» **Exercise brief**:
Rewrite everything from the item containing "Where can the yellow ski" down to the end of the items, replacing "sign" with "marker" and leaving everything else unchanged.

» **Task material**:
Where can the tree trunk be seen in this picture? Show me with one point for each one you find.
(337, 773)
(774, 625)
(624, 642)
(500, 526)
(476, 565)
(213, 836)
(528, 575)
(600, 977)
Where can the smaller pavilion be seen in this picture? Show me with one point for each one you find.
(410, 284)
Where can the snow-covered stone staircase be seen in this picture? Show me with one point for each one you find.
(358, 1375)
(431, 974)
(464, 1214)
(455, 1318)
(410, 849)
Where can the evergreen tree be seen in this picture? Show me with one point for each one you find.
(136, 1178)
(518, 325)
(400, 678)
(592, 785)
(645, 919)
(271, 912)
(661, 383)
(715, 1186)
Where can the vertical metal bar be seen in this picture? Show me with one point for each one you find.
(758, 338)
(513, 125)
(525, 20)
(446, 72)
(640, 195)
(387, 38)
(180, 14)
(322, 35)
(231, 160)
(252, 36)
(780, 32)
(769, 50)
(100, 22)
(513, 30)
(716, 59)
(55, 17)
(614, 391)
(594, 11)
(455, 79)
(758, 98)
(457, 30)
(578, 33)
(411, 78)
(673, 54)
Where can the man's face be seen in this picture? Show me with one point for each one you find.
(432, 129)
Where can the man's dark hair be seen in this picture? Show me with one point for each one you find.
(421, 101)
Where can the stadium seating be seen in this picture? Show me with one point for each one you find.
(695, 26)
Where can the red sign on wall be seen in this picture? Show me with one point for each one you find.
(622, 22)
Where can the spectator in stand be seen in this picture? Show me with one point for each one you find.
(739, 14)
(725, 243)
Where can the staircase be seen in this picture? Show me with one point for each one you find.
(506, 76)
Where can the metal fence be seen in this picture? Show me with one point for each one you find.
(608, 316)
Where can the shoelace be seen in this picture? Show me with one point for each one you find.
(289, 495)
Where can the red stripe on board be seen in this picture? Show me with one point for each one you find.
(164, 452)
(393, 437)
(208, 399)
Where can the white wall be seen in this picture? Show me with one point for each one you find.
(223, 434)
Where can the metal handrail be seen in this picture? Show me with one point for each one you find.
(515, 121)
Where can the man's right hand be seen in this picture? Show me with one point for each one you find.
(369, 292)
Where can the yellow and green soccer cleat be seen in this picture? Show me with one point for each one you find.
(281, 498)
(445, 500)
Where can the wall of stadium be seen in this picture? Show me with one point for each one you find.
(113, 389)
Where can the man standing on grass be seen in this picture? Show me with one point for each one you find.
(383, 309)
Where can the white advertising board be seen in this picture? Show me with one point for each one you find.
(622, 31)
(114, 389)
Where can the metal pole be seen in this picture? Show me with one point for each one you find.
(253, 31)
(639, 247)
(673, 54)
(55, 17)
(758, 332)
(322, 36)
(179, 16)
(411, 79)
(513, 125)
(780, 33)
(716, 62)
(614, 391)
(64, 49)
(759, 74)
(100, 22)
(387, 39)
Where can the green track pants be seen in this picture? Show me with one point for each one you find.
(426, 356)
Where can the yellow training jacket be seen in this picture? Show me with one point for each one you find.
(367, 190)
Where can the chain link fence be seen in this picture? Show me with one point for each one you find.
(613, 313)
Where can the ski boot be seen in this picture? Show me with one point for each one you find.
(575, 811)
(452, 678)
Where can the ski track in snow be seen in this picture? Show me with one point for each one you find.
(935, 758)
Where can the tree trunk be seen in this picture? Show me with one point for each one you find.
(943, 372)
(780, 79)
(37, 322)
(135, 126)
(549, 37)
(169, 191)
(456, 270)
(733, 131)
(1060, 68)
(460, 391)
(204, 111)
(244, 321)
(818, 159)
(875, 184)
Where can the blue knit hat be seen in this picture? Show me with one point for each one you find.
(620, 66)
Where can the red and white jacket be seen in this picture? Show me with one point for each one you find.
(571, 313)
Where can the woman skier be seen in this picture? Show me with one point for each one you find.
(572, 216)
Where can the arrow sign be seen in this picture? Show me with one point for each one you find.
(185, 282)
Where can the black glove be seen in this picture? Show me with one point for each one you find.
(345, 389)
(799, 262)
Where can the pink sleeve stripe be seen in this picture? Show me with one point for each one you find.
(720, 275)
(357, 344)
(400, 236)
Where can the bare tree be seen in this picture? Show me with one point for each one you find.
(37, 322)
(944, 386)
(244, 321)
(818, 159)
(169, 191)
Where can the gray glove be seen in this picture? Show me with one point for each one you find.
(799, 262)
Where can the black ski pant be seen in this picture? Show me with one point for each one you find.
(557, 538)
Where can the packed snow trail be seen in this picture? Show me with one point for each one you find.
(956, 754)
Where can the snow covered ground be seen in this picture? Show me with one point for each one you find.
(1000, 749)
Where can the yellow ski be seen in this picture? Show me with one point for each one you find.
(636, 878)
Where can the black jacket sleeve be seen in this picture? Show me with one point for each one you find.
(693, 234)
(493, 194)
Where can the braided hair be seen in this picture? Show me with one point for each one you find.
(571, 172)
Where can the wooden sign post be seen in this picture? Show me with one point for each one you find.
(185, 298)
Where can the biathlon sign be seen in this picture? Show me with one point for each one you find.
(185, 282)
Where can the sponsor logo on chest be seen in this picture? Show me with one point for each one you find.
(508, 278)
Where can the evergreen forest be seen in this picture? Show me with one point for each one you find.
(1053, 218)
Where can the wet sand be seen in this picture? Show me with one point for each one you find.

» **Response**:
Where can the yellow ski be seen in this picture? Show me with one point for each one you find.
(636, 878)
Where can the black jacket sleeve be seen in this picture? Show me with one point for each one you find.
(693, 234)
(493, 194)
Where can the braided hair be seen in this picture? Show me with one point for each one you find.
(571, 172)
Where can the wooden marker post be seen in this picture? Show me with one point for each one you find.
(185, 298)
Where can the biathlon marker be seen in this picture? Show me with one point for each one you find.
(185, 282)
Where can the sponsor logo on chest be seen in this picture? Show me with one point for each one you find.
(508, 278)
Where can the evergreen forest be seen in this picture? Show me with one point for each one you find.
(1053, 218)
Where can the wet sand be seen in this picture? Show me with one point for each one you find.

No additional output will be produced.